- **EXERCISE GOAL**: Write only the number of lines in the entries below that contain the string "windshield".

- **Data excerpts**:

---

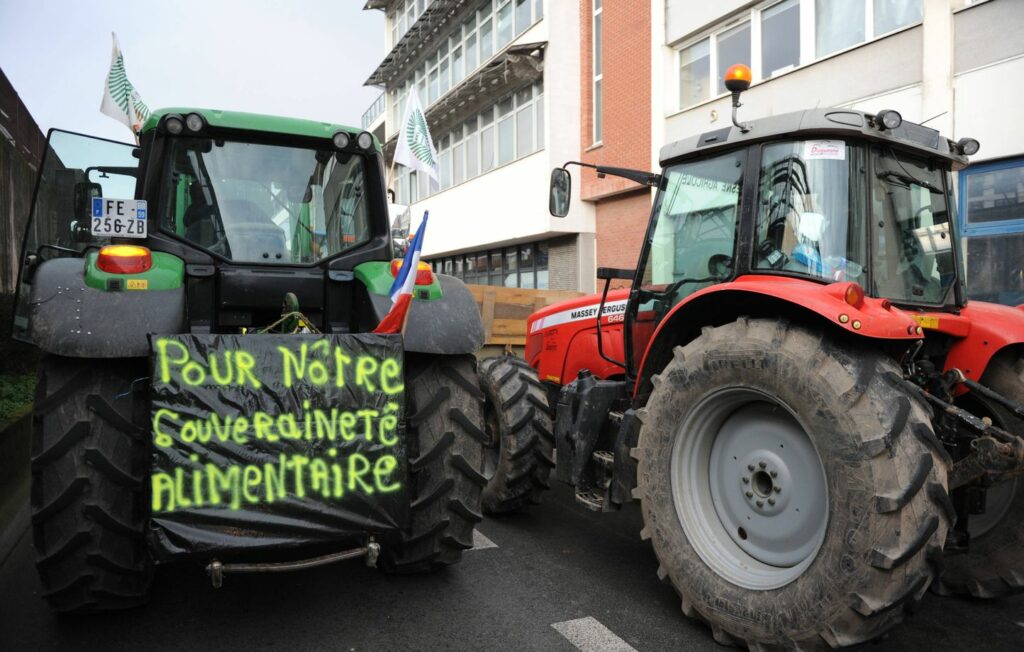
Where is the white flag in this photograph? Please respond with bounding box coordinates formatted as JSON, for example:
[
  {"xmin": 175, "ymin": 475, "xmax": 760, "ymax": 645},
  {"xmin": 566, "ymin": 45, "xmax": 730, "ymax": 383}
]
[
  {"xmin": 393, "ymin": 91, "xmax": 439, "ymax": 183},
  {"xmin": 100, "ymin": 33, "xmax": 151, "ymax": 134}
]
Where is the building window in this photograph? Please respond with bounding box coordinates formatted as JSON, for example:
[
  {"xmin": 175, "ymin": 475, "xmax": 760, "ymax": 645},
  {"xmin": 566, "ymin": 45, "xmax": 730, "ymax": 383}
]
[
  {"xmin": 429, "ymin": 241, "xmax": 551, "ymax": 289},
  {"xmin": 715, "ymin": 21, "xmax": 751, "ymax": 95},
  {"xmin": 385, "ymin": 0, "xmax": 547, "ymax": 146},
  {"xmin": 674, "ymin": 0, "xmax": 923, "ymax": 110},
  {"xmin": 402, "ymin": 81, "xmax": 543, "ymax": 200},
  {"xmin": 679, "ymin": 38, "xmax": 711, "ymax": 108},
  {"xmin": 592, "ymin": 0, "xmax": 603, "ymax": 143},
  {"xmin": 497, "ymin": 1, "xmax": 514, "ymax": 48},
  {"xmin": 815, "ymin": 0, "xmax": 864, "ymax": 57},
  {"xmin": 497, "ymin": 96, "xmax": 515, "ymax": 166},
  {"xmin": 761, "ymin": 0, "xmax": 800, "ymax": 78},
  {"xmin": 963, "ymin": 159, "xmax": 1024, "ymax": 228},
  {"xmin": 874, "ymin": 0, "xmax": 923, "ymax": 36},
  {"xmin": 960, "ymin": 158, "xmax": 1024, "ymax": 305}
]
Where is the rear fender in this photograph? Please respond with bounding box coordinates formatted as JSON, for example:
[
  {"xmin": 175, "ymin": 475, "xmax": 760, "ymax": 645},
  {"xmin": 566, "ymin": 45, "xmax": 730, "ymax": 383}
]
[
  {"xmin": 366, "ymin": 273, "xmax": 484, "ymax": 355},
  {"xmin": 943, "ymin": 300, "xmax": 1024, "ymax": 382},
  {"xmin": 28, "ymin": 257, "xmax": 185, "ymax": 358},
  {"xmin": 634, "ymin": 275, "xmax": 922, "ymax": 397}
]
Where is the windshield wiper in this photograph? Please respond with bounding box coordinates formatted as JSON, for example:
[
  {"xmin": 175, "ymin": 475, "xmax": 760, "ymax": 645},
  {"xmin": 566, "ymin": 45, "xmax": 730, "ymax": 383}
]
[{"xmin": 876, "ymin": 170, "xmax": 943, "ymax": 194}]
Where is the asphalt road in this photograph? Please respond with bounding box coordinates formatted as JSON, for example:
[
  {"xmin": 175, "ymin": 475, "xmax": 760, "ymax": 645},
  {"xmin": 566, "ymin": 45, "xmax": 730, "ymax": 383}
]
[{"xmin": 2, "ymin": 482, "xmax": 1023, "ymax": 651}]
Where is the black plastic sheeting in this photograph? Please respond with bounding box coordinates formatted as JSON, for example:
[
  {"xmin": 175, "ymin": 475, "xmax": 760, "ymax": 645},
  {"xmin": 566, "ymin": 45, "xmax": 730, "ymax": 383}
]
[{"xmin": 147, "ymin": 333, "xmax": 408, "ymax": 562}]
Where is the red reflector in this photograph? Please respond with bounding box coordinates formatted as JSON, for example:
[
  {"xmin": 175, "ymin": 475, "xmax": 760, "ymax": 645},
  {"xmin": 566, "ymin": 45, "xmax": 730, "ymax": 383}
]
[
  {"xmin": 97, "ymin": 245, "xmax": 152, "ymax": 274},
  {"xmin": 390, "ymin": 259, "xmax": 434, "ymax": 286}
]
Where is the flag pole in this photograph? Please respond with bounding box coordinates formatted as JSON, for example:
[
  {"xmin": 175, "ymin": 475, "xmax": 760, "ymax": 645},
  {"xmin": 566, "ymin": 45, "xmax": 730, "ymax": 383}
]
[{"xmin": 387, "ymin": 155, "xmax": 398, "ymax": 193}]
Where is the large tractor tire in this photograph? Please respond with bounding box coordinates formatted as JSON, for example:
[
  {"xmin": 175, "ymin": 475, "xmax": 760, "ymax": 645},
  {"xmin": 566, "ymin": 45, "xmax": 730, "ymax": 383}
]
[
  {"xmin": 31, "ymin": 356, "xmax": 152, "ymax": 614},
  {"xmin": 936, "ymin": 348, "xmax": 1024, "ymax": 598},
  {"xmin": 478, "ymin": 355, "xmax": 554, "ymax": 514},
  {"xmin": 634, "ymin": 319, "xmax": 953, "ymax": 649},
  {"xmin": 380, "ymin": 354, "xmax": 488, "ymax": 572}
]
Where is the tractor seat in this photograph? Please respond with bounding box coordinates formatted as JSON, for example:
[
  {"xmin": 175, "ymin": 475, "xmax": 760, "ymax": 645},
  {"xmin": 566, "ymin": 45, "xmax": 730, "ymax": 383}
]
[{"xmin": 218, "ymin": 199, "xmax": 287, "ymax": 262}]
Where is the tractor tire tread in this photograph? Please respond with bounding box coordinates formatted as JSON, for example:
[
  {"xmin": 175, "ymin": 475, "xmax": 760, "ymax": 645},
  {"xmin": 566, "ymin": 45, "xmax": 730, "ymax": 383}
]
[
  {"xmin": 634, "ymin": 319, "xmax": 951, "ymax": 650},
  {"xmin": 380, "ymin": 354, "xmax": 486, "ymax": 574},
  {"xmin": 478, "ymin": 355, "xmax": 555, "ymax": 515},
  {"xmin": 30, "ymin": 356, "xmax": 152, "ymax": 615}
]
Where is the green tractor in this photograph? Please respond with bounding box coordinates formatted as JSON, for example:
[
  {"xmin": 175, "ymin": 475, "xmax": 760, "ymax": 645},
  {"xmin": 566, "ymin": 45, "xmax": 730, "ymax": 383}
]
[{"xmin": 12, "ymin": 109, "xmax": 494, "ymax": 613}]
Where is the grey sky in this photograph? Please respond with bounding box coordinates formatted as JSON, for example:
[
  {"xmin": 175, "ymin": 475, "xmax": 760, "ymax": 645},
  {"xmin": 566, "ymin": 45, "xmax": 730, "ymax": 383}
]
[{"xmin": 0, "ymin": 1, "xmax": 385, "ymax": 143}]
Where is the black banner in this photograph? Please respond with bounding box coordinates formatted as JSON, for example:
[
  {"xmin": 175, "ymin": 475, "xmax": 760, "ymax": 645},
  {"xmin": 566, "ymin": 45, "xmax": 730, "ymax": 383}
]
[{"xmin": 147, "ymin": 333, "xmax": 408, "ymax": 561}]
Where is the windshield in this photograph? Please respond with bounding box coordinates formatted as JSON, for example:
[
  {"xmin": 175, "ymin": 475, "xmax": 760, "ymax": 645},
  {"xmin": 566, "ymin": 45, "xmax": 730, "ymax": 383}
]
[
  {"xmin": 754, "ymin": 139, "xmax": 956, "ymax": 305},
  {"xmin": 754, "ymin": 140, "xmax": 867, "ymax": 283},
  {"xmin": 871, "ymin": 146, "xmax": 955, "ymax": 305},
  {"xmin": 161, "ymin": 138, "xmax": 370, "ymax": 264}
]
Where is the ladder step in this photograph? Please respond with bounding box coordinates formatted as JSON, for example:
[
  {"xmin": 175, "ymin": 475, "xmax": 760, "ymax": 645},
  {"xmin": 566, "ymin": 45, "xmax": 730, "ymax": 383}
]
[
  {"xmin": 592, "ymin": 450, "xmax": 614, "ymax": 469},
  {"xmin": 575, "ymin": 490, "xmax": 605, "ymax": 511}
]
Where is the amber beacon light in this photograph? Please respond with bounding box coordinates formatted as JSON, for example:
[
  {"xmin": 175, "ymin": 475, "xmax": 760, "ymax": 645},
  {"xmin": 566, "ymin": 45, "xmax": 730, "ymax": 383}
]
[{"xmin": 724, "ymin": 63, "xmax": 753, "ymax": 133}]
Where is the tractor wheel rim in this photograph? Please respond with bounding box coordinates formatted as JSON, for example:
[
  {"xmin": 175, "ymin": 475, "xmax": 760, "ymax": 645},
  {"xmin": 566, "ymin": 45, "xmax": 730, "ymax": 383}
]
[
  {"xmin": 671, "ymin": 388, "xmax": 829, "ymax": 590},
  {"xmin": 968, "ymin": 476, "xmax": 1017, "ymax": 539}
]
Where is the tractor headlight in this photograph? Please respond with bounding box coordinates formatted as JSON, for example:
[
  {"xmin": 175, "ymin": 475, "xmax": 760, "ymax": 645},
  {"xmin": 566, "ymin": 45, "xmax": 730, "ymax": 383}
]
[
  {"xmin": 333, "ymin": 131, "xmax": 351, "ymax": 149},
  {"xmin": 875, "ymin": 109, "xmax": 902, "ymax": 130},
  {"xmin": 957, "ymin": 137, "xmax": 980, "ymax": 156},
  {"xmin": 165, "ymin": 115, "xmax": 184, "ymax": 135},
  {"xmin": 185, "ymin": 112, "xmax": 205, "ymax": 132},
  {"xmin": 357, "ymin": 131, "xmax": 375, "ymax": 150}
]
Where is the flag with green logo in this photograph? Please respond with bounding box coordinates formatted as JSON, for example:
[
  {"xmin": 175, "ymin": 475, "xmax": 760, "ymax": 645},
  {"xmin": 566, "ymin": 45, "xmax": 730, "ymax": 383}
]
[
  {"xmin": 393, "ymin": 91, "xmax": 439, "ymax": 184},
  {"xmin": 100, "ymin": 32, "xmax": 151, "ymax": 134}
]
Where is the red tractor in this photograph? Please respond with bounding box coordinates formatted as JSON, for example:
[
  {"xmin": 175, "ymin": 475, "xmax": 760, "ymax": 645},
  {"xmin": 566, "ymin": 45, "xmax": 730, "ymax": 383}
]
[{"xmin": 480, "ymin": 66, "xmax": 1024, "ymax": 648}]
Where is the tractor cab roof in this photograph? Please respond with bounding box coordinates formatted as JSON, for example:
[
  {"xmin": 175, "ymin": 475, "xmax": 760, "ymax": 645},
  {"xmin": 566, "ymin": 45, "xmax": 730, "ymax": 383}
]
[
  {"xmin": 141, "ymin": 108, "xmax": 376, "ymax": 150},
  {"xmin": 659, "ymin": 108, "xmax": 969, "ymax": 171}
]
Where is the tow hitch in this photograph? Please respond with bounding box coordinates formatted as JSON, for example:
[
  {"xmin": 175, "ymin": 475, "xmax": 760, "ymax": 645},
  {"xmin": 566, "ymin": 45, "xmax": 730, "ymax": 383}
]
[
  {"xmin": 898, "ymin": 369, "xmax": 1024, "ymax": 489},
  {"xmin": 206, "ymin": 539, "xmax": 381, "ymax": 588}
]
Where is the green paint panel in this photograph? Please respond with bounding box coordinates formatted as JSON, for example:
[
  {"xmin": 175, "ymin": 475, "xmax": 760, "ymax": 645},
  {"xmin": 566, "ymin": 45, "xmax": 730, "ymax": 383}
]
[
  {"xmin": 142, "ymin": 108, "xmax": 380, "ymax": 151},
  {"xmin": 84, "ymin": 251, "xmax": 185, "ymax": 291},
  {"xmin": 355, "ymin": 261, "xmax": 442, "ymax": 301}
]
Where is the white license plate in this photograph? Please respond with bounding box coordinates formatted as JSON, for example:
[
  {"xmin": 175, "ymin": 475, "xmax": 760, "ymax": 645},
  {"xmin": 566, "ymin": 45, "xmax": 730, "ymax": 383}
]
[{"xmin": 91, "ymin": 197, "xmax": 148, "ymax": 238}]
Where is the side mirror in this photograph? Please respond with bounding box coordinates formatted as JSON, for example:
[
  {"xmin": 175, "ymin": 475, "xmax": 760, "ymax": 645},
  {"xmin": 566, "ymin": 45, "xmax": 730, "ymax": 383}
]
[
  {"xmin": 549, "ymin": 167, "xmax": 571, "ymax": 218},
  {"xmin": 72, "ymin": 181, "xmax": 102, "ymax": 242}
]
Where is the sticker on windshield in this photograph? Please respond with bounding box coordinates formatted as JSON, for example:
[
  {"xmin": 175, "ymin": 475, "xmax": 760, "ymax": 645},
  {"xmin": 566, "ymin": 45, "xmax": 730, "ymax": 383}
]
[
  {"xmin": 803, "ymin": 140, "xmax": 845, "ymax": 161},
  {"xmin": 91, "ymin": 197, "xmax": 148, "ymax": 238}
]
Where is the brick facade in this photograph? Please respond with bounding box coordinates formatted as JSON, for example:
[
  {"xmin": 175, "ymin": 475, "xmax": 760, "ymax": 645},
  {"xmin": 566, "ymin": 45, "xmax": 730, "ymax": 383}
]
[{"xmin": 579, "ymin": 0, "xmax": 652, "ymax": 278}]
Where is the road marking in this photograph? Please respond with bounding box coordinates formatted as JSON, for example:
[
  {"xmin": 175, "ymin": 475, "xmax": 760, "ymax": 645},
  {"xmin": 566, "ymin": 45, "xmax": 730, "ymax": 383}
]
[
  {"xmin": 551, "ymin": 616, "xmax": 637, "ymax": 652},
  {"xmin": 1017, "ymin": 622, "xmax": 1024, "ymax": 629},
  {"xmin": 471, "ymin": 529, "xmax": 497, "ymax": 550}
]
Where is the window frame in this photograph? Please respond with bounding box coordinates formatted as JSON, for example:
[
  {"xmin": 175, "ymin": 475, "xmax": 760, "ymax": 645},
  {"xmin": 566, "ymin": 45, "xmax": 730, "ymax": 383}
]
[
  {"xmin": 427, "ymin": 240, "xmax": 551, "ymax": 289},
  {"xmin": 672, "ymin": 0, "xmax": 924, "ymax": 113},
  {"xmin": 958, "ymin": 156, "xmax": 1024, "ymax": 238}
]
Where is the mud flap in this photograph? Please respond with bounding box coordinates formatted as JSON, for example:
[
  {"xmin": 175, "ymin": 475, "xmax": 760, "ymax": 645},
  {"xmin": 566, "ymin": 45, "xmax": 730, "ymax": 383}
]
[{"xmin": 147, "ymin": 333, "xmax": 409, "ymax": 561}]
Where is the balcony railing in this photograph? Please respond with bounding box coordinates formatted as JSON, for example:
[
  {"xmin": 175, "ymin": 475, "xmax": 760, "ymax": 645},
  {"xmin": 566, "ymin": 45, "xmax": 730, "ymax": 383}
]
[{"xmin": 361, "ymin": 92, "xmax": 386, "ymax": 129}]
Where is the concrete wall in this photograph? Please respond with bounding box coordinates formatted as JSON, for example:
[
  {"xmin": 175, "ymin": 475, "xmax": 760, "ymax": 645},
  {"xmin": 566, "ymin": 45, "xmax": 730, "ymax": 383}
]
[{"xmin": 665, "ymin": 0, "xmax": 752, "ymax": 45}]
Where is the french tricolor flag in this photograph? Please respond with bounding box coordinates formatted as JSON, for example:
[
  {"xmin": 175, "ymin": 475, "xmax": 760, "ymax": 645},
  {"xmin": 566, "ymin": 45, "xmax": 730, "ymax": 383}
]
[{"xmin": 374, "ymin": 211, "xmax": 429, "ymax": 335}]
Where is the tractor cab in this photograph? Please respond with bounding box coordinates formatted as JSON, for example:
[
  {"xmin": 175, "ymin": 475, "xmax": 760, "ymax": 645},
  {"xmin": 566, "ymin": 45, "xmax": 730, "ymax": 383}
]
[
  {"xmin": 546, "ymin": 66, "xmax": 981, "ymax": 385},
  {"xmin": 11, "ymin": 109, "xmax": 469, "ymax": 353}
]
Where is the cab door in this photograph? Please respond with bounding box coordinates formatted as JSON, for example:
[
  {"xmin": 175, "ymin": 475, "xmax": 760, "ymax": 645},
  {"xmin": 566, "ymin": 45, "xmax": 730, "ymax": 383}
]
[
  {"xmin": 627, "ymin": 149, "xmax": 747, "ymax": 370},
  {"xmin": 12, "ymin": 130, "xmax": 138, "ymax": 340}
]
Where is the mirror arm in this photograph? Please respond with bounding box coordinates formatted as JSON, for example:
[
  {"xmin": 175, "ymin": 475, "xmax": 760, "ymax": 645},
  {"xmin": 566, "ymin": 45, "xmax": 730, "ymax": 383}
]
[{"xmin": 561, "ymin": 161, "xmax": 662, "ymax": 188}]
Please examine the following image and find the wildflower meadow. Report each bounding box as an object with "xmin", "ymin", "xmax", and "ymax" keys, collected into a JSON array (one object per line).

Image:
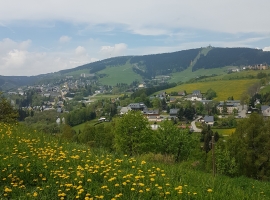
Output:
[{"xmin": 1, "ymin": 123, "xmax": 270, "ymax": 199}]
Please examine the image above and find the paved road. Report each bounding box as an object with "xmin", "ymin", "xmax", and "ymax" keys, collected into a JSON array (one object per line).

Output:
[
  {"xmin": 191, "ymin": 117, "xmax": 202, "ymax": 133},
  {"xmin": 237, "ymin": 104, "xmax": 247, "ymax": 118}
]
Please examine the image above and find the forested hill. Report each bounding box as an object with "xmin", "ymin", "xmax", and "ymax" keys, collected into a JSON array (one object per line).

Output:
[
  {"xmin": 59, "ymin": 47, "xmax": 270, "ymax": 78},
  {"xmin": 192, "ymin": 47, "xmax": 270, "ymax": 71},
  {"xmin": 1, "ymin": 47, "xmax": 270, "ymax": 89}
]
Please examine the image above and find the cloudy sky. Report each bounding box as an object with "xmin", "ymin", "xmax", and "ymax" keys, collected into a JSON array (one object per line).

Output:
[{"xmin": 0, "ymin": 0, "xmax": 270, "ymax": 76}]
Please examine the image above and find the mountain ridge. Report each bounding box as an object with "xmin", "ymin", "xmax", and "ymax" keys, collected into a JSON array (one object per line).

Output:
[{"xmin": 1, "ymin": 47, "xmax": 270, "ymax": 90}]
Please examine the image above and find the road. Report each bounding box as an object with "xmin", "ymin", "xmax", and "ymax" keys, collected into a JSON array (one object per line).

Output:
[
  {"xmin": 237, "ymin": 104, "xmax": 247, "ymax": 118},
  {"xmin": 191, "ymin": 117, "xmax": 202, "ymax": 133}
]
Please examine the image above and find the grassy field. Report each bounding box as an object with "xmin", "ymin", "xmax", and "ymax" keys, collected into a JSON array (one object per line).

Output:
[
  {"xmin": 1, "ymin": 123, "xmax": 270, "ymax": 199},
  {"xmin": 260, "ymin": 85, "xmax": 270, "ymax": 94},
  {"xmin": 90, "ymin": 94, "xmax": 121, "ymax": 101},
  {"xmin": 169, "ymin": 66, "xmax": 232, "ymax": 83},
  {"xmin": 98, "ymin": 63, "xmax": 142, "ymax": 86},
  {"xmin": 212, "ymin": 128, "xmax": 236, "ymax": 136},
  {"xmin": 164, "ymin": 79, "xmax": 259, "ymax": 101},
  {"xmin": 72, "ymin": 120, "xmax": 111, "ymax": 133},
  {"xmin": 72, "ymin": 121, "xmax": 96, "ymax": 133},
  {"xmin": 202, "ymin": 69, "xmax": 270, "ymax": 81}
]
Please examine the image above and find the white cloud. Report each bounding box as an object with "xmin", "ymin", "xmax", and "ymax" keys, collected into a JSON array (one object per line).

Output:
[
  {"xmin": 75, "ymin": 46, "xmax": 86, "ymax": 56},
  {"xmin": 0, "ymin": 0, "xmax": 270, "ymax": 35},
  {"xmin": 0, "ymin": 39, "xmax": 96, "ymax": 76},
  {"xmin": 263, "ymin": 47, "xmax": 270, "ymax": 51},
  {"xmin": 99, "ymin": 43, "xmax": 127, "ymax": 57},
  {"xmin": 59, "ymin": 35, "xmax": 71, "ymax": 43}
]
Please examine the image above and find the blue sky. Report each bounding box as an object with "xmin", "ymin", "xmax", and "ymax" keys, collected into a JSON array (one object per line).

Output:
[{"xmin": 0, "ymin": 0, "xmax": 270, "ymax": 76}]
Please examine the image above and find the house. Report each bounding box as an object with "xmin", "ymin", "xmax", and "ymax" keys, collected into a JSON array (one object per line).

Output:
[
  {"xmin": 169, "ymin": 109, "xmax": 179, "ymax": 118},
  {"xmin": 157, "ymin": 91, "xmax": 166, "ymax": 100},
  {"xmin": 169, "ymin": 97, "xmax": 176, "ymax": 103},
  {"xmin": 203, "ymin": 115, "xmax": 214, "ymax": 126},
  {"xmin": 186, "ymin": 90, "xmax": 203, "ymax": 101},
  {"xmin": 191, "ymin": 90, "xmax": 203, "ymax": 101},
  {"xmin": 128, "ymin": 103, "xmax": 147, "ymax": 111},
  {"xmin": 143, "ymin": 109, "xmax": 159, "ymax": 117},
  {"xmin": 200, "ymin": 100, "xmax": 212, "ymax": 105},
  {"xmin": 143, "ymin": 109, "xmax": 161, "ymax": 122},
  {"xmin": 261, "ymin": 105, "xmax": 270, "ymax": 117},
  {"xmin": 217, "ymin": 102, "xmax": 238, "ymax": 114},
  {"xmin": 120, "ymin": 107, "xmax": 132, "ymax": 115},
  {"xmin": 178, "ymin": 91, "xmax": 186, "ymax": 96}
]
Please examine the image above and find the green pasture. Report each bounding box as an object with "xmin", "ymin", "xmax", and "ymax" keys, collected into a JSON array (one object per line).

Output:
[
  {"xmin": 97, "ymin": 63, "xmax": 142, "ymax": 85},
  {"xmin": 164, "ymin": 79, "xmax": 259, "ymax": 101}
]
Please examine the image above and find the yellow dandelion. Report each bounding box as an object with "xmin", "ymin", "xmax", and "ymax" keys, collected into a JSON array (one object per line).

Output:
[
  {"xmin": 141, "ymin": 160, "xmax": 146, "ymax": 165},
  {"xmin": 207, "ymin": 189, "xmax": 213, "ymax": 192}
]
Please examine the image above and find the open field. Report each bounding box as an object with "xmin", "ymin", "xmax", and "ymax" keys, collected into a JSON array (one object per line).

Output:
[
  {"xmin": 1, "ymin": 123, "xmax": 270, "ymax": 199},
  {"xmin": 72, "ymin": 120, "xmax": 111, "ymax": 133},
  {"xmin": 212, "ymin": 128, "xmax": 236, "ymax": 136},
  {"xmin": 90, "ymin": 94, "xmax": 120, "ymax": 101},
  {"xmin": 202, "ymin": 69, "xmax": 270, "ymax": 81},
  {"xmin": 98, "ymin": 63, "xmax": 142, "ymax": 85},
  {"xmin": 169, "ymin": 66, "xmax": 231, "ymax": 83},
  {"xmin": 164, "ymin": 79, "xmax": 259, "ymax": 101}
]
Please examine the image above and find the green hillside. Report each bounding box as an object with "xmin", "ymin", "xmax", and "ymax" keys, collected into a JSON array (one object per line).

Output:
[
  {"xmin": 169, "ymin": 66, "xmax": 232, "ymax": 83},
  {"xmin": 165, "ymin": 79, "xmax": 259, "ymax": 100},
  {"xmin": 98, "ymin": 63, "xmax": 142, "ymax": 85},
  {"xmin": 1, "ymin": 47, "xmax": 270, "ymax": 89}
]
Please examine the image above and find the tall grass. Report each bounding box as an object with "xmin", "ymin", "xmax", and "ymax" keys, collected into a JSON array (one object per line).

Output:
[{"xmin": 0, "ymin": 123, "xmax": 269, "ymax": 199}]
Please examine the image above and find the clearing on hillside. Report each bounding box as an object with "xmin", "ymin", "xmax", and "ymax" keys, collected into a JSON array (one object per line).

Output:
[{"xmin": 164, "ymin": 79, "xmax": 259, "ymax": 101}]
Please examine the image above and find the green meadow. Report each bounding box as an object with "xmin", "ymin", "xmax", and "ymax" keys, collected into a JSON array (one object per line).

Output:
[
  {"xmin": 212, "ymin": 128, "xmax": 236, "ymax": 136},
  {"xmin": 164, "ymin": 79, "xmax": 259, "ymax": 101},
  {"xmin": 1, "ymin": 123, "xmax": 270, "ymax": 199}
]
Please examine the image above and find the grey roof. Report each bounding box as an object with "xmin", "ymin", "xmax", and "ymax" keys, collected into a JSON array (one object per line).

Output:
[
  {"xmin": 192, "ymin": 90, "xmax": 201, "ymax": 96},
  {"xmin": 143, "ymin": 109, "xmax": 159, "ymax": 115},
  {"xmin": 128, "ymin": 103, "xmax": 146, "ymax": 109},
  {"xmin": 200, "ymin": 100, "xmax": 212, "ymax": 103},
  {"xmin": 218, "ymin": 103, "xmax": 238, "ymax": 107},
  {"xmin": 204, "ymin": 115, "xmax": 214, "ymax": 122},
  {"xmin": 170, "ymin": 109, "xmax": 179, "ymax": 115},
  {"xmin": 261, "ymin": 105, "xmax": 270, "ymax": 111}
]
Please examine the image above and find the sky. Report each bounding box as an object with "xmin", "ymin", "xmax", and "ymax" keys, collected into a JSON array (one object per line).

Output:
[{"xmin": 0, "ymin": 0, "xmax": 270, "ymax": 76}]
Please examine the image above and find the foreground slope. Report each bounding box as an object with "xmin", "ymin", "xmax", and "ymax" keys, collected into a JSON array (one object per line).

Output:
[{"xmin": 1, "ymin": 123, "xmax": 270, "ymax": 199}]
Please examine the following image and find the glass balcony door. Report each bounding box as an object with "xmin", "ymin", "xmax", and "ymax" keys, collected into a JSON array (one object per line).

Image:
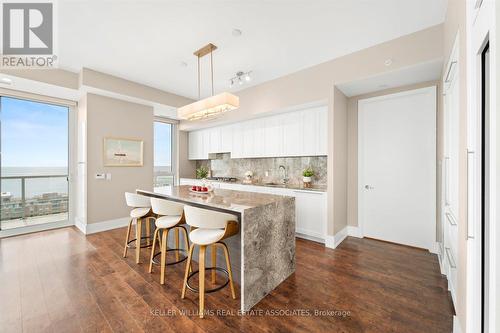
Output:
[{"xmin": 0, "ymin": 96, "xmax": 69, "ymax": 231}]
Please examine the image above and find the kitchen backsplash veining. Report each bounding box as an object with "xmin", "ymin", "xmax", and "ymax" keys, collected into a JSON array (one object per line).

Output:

---

- **SOLUTION FOR THIS EXERCISE**: 3